What you are asked to do => Write out the whole listing word for word.

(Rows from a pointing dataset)
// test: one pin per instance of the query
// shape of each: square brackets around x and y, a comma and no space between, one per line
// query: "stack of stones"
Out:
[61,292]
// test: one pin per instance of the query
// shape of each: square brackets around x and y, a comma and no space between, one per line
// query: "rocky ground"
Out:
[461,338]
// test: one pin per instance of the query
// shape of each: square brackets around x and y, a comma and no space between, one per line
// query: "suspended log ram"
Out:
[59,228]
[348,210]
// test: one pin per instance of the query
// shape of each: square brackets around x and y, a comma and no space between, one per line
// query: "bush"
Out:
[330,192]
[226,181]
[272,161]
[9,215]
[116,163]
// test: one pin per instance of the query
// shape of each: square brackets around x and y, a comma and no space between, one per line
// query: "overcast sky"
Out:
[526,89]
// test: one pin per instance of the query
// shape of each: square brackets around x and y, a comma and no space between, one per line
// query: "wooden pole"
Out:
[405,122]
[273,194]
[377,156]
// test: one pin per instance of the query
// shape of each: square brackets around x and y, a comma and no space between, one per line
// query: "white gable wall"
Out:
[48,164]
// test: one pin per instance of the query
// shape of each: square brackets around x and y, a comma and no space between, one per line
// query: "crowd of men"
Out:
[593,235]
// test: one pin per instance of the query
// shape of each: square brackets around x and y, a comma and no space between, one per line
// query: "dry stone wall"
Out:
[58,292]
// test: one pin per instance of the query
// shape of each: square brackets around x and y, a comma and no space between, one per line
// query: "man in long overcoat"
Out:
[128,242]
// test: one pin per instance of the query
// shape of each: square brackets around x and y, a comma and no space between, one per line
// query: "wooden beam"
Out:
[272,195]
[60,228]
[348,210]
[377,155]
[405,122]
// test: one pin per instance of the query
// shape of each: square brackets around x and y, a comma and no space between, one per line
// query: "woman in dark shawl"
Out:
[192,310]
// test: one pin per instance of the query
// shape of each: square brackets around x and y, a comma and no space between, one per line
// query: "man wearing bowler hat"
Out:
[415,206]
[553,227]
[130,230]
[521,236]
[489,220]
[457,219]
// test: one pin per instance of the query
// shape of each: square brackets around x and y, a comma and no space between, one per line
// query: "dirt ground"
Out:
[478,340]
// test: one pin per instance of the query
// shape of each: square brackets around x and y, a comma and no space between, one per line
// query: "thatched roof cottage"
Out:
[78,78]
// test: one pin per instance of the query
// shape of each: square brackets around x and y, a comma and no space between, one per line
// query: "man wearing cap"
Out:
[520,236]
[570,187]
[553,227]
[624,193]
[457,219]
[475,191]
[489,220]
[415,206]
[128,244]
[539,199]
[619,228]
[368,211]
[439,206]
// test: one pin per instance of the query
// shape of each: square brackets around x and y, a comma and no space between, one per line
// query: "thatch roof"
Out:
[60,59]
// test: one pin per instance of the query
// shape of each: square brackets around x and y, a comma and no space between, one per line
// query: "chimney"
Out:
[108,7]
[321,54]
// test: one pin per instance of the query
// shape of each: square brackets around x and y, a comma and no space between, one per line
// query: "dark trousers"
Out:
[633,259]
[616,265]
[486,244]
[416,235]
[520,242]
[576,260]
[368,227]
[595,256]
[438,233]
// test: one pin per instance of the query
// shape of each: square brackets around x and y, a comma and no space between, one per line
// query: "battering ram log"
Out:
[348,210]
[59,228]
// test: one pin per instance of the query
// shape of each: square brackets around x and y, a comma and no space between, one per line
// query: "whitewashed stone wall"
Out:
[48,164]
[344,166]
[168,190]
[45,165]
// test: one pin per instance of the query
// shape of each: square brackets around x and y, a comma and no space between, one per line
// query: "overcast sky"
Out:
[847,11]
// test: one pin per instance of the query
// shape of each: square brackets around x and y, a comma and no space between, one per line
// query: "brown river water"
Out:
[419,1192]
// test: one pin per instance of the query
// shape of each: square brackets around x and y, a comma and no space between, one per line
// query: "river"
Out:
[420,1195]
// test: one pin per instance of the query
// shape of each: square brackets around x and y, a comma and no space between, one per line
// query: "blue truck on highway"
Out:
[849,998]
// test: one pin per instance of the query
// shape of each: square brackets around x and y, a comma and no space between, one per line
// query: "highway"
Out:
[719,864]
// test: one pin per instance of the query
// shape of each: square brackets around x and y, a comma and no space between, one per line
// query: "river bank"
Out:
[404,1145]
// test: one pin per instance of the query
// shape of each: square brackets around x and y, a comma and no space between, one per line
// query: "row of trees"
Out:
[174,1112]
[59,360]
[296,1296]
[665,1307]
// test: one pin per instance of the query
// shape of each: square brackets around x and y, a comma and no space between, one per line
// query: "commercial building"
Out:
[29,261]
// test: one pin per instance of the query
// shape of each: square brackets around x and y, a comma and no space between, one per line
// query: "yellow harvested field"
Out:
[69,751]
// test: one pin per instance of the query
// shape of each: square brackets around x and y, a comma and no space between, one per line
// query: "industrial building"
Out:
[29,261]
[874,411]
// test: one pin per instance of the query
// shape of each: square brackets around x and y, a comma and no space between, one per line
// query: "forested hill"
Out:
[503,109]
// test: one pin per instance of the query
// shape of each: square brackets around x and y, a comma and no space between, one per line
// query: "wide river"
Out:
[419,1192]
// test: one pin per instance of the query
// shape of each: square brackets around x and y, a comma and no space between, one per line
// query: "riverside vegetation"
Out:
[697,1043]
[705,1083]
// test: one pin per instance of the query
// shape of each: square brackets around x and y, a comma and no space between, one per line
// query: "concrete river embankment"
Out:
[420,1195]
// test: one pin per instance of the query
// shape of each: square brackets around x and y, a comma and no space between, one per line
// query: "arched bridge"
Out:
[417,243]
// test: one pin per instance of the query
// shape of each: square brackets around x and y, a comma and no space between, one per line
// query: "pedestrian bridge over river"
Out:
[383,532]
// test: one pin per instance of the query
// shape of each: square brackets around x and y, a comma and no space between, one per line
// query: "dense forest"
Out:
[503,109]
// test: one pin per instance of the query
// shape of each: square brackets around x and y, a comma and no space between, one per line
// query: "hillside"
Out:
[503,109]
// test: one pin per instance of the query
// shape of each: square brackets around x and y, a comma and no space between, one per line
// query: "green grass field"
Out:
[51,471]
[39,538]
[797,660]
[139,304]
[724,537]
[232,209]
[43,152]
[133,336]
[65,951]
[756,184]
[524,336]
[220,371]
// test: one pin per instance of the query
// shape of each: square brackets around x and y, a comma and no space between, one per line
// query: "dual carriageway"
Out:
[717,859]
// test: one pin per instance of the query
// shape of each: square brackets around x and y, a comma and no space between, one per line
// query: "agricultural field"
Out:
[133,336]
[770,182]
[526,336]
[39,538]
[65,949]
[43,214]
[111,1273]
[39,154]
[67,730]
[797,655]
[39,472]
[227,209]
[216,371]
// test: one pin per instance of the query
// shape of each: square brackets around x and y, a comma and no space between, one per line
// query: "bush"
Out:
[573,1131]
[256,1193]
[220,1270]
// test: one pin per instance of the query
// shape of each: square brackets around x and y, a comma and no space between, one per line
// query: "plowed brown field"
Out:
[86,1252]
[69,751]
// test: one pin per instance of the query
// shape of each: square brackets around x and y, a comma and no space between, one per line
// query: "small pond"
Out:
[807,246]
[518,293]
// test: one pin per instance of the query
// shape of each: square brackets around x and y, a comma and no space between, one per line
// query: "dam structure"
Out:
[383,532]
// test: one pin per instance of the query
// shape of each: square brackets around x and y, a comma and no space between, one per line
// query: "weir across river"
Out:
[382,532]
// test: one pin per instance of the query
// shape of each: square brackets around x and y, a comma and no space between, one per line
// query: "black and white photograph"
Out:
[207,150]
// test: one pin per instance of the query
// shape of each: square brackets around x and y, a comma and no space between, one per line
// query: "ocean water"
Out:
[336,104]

Exercise answer =>
// test: one pin per instance of the query
// shape of each: square brackets around x and y, a comma and no space between, one per line
// query: "stack of stones"
Out:
[61,292]
// test: one pin per instance of the query
// shape of each: square brackets around x and y, a comma and no space between, one per line
// query: "rocky ground"
Out:
[461,338]
// test: one pin per instance of the query
// shape of each: square brackets around x and y, a comma and no space between, one per line
// query: "suspended log ram"
Out:
[59,228]
[348,210]
// test: one pin per instance of the query
// shape of each: square brackets around x and y, a comma and no space between, one per line
// query: "bush"
Out:
[330,192]
[226,181]
[272,161]
[9,215]
[116,163]
// test: one pin per instance of the query
// shape of each: square brackets around x and y, a comma and no space between, one per line
// query: "overcast sky"
Out:
[526,89]
// test: one pin per instance of the query
// shape of each: square brackets around x and y, a comma and no space between, one per line
// query: "wooden pole"
Out:
[405,122]
[273,194]
[377,156]
// test: one pin per instance of the query
// shape of each: square brackets around x and y, a comma and no space between, one per line
// query: "white gable wall"
Out:
[48,164]
// test: one pin per instance of the query
// shape of each: square brackets around x and y, a comma and no space between, one per line
// query: "crowd of men"
Out:
[593,235]
// test: one pin per instance of the query
// shape of each: square brackets around x and y, a comma and no space between, one per line
// query: "dry stone wall"
Out:
[58,292]
// test: one pin per instance of the query
// shape of each: square brackets around x and y, a comma and no space between, one per line
// query: "man in long overcoat"
Out:
[128,242]
// test: one pin per instance of the query
// shape of each: square brackets around x and y, a comma and no space between, one per line
// query: "wooden beam"
Out:
[272,195]
[60,228]
[348,210]
[377,155]
[405,122]
// test: one pin per instance of the query
// shape of each: square brackets around x and y, a comma and no space between, one per line
// query: "woman in dark shawl"
Out:
[192,310]
// test: one pin per instance of the query
// shape of each: square brackets around x and y, a comma and no space between, one per line
// query: "man wearing bowler hat"
Out:
[415,206]
[553,227]
[130,230]
[521,236]
[489,220]
[457,219]
// test: one pin per instance of the query
// shape of each: square brackets around x and y, a comma and no space between, one per line
// query: "dirt ground"
Out:
[478,340]
// test: one pin per instance of the query
// shape of each: square brackets around x and y, a comma and no space between, one per line
// query: "thatched roof cottage"
Out:
[78,78]
// test: one pin per instance of the query
// shape of each: square brackets around x and y, a comma and no space between, one per line
// query: "man wearing cap"
Out:
[520,236]
[570,187]
[553,227]
[624,193]
[457,219]
[475,191]
[489,220]
[415,206]
[128,244]
[539,199]
[619,228]
[368,211]
[439,206]
// test: one pin per instance of the query
// shape of each: square brackets around x and y, a comma and no space between, one per line
// query: "thatch roof"
Out:
[60,59]
// test: one pin per instance of the query
// shape of each: square brackets around x and y, a comma and no space between, one per line
// query: "chimney"
Out:
[108,7]
[321,54]
// test: one pin per instance of the query
// shape of each: square brackets around x and y, a comma and no space between, one per line
// query: "dark trousers"
Out:
[633,259]
[616,265]
[486,244]
[416,235]
[520,242]
[576,260]
[368,227]
[595,256]
[438,233]
// test: one pin per instance of the query
// shape of each: square brackets around x and y, a comma and no space between, one per line
// query: "battering ram log"
Out:
[348,210]
[59,228]
// test: one pin per instance of the query
// shape of each: square brackets around x and y, a comma and no space between, one per line
// query: "whitewashed stone wall"
Out:
[48,164]
[344,166]
[168,190]
[45,165]
// test: one pin per instance of the query
// shape of each: square brackets around x and y, a comma and no space between, one per line
// query: "overcast sky"
Out:
[847,11]
// test: one pin per instance of the query
// shape of each: square brackets around x and y, a comma and no space between, one per line
// query: "brown river water"
Out:
[419,1192]
// test: one pin per instance of the query
// shape of each: square brackets around x and y, a comma and no space between, one per line
// query: "river"
Out:
[420,1195]
// test: one pin per instance of the query
// shape of each: square brackets around x and y, a comma and no space between, one per line
// query: "blue truck on highway"
Out:
[849,998]
// test: one pin per instance of the query
// shape of each: square brackets around x and y, a comma and no space between, one per line
// query: "highway"
Out:
[719,864]
// test: one pin per instance of the query
// shape of each: square brackets around x and y, a comma and no space between, one per line
// query: "river bank"
Out:
[404,1145]
// test: one pin per instance of the query
// shape of each: square brackets around x and y, a comma and no space between, one per line
// query: "row of trees"
Out:
[174,1112]
[59,360]
[296,1296]
[665,1307]
// test: one pin per instance of the query
// shape of each: square brackets around x and y, a comma and no space between, one per line
// query: "commercial building"
Out:
[29,261]
// test: one pin per instance of the query
// shape of each: square brackets around x and y, a comma and no space between, one per line
// query: "yellow harvested field"
Out:
[69,751]
// test: one pin per instance of the query
// shape of each: square brackets around x and y, a comma and no space between, one per line
// query: "industrial building"
Out:
[29,261]
[874,411]
// test: one pin per instance of the query
// shape of each: square brackets around x and y, a comma and no space between, one per line
// query: "forested hill"
Out:
[503,109]
// test: one pin per instance of the query
// shape of each: square brackets around x and y, a comma and no space between, one per line
// query: "wide river"
Out:
[419,1192]
// test: one pin per instance of the query
// shape of each: square brackets around x and y, a comma and no space between, one per line
// query: "riverside vegetation"
Out:
[697,1043]
[705,1083]
// test: one pin per instance of the query
// shape of each: square brackets around x and y, a comma and no space between, one per line
// query: "concrete river embankment"
Out:
[420,1195]
// test: one pin per instance of the query
// shape of each: square brackets around x and y, a comma and no space between, one per line
// query: "arched bridge"
Out:
[417,243]
// test: one pin per instance of the query
// shape of each: square brackets around x and y, a comma and no space between, one per line
// query: "pedestrian bridge over river"
Out:
[383,532]
// test: one pin per instance of the query
// shape of each: square brackets around x and y, a comma and no space between, one per line
// query: "dense forest"
Out:
[503,109]
// test: one pin per instance of the query
// shape of each: square brackets around x and y, a comma and no space between, one per line
// query: "hillside"
Out:
[503,109]
// test: one pin per instance of the query
// shape of each: square brackets around x and y, a comma and no space between, one per line
// query: "green grass field"
Out:
[51,471]
[39,538]
[797,660]
[139,304]
[724,537]
[232,209]
[43,152]
[133,336]
[65,951]
[756,184]
[524,336]
[220,371]
// test: one pin per instance of the query
// shape of each: square brackets around x and y, a comma and no space between, one per line
// query: "dual carriageway"
Out:
[717,859]
// test: one pin per instance of the query
// shape of each: square brackets around x and y, a comma and no space between, one per line
// query: "agricultural field"
Out:
[133,336]
[770,182]
[526,336]
[39,538]
[65,949]
[43,214]
[111,1273]
[39,154]
[67,730]
[797,655]
[39,472]
[227,209]
[216,371]
// test: one pin per instance of the query
// shape of each: square brackets around x and y, a comma and no space between, one per line
// query: "bush"
Out:
[573,1131]
[256,1193]
[220,1270]
// test: one pin per instance of the query
// shape of each: square brackets around x and y, a comma and no space between, one per line
// query: "plowed brown field"
Out:
[86,1252]
[69,751]
// test: one pin per instance of the query
// shape of each: square brackets around x and y, a comma and no space between, one per line
// query: "small pond"
Out:
[807,246]
[518,293]
// test: one pin per instance of the query
// shape of each: square brackets around x and y, a comma and no space between, one per line
// query: "dam structure"
Out:
[383,532]
// test: one pin per instance of the query
// shape of each: square brackets around x and y, a comma and no space between, one per line
// query: "weir across river"
Out:
[382,532]
// test: one pin per instance of the query
// shape of each: square brackets around x and y, a comma and no space between, one per line
// query: "black and white photograph"
Out:
[207,150]
// test: one pin per instance of the query
// shape of each: square brackets around x and y, a comma and no space between, one per line
// query: "ocean water"
Out:
[336,104]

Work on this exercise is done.